_ESERCIZI DA SVOLGERE_.
A. Trascriva fedelmente il passo del testo sul Jobs Act che va da "Si continua a" fino a "delle otto proroghe." compreso.
B. Secondo il testo sul Jobs Act, quale impatto sul tasso di occupazione si calcola nel Def?
C. Elenchi le categorie di persone che, nel testo sul Jobs Act, compongono il "disperato esercito".

_TESTO DELLA PAGINA_.
★ ★ ★
Anche il vicediretùr di Repubblica Massimo Giannini si sta rassegnando e oggi nel suo editoriale su Affari & Finanza confessa tutto il suo scetticismo sulle nuove idee di Renzi e Poletti in materia di economia:
Il sanguigno pragmatismo emiliano del ministro Poletti aiuta, in
una stagione densa di tante promesse e di troppe parole. Ma è forte la
sensazione che anche sul fronte del lavoro nelle strategie del governo
ci siano confusione e contraddizione.
Si continua a evocare il Jobs Act renziano, con un’enfasi che lo ha trasformato già in leggenda. Il testo è stato appena depositato in Parlamento. È una legge delega,
sulla quale le Camere si eserciteranno con la consueta solerzia. Fa
fede la legge delega sul fisco, appena giunta al traguardo: ci sono
voluti due anni di discussione, tra Camera e Senato. Nel frattempo che
succede al disperato esercito dei disoccupati e degli inoccupati, dei
sottoccupati e dei precari? Per ora l’unica cosa certa è il decreto
legge 34, che ha corretto la riforma Fornero sui contratti a tempo
determinato, introducendo un’ulteriore flessibilità in entrata con il meccanismo dei 36 mesi e delle otto proroghe.
Una
misura non proprio miracolosa, se è vero che nel Def si calcola un
impatto sul tasso di occupazione pari allo 0,2% e un effetto di spinta
sui consumi pari allo 0,4% del Pil. Ma a prescindere dalle
conseguenze sul ciclo, quella che si fatica a comprendere è la direzione
di marcia.
★ ★ ★
_DATI GREZZI_.
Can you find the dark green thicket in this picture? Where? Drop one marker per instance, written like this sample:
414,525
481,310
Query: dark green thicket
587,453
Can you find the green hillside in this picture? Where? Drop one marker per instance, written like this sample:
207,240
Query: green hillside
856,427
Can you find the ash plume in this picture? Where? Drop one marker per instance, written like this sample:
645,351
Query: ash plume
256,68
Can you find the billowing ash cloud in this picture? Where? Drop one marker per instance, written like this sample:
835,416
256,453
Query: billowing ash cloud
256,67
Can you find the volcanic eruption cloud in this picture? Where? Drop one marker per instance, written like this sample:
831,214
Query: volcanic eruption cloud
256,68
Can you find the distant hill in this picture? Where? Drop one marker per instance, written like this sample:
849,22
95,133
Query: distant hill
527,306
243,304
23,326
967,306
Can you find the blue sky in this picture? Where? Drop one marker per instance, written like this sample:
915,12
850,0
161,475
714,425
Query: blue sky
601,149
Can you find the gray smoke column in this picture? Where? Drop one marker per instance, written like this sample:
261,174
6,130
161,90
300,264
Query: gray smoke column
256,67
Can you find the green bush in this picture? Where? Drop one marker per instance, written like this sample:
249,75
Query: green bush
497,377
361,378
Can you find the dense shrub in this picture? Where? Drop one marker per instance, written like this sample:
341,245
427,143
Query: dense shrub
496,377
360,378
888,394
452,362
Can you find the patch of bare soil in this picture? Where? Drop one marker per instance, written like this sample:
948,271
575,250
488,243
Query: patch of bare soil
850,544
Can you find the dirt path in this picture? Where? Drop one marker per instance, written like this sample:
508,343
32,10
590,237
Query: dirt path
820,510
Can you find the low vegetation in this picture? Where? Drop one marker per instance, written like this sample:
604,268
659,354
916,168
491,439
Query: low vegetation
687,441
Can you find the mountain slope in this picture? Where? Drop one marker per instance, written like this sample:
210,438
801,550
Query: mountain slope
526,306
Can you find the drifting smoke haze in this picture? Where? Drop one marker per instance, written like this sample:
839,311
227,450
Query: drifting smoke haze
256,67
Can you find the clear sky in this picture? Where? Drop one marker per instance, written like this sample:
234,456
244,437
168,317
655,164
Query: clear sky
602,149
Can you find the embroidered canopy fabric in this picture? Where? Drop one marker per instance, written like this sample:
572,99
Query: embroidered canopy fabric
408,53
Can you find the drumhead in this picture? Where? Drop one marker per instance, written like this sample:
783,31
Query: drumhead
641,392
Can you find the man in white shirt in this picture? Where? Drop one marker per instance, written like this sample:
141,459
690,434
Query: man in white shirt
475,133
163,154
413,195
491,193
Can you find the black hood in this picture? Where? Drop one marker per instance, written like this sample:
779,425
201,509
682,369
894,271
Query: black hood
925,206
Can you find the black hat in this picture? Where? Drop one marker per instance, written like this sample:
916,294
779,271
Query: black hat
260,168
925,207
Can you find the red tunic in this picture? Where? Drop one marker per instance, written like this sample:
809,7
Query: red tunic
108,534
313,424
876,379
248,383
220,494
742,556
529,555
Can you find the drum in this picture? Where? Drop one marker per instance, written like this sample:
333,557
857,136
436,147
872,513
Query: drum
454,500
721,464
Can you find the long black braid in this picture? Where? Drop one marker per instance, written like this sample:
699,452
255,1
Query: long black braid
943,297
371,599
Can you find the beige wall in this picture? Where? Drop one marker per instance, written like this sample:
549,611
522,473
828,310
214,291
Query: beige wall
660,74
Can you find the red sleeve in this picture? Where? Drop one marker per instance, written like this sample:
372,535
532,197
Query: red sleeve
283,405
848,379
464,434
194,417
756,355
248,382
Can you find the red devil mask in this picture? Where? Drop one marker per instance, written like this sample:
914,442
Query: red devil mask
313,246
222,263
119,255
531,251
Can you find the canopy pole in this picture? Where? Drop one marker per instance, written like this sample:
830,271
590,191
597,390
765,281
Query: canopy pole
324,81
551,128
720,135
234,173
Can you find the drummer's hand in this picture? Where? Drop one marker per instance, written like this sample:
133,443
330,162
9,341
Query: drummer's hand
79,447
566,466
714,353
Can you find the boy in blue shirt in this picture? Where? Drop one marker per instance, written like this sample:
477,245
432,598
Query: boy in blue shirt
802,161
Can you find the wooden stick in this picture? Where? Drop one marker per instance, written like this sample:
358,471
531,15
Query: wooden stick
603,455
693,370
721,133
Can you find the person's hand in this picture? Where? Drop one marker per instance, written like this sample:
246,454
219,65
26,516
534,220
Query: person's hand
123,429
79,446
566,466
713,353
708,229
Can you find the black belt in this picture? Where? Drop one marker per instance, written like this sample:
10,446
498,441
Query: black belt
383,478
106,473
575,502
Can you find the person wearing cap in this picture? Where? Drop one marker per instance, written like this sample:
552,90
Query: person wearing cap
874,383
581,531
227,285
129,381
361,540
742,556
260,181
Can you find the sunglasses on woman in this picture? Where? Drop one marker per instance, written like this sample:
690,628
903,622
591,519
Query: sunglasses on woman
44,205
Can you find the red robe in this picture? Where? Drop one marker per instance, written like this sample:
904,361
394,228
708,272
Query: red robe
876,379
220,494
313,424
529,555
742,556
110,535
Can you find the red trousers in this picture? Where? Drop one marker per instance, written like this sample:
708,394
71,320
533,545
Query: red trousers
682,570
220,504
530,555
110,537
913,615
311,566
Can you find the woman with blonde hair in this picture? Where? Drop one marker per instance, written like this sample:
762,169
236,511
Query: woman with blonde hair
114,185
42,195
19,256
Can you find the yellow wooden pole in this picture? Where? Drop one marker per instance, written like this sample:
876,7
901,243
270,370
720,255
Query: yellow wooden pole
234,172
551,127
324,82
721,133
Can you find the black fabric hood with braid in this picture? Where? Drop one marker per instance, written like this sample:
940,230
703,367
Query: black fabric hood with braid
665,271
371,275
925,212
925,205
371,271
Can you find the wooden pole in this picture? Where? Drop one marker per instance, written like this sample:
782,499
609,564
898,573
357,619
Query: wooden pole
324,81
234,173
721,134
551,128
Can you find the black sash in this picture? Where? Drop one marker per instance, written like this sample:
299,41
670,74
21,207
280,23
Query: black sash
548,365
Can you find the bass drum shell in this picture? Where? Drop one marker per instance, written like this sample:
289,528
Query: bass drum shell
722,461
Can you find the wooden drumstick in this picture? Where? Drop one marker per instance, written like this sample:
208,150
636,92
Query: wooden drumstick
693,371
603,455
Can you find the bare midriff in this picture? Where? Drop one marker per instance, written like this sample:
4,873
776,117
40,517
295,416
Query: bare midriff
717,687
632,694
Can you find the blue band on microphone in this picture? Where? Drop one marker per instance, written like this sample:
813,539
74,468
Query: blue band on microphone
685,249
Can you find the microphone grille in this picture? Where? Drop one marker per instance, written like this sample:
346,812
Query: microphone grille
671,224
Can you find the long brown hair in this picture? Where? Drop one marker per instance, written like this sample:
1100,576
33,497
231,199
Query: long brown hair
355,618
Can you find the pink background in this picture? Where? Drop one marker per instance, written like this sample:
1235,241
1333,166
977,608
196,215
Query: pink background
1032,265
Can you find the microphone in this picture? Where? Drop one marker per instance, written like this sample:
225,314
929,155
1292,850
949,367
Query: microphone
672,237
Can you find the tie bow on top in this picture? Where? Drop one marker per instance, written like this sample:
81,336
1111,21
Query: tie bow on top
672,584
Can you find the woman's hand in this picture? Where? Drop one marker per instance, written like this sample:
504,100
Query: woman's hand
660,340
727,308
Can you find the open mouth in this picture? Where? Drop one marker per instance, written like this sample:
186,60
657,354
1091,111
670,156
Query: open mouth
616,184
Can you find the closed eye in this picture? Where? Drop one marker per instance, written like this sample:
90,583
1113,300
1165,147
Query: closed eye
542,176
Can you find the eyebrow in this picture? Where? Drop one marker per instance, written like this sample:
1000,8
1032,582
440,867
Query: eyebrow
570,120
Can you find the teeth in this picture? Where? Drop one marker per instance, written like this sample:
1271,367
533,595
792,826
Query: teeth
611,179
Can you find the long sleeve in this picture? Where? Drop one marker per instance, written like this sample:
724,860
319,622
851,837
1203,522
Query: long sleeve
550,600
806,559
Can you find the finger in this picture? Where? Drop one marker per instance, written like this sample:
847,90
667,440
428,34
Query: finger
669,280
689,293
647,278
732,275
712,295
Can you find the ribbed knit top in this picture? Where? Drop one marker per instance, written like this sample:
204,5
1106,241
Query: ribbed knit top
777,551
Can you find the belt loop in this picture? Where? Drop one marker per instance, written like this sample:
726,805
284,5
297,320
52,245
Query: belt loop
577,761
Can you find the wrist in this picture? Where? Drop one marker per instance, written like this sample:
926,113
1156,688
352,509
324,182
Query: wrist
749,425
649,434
★ ★ ★
_ESERCIZI SVOLTI_.
A.
Si continua a evocare il Jobs Act renziano, con un’enfasi che lo ha trasformato già in leggenda. Il testo è stato appena depositato in Parlamento. È una legge delega,
sulla quale le Camere si eserciteranno con la consueta solerzia. Fa
fede la legge delega sul fisco, appena giunta al traguardo: ci sono
voluti due anni di discussione, tra Camera e Senato. Nel frattempo che
succede al disperato esercito dei disoccupati e degli inoccupati, dei
sottoccupati e dei precari? Per ora l’unica cosa certa è il decreto
legge 34, che ha corretto la riforma Fornero sui contratti a tempo
determinato, introducendo un’ulteriore flessibilità in entrata con il meccanismo dei 36 mesi e delle otto proroghe.

B. Un impatto pari allo 0,2%.

C.
- disoccupati
- inoccupati
- sottoccupati
- precari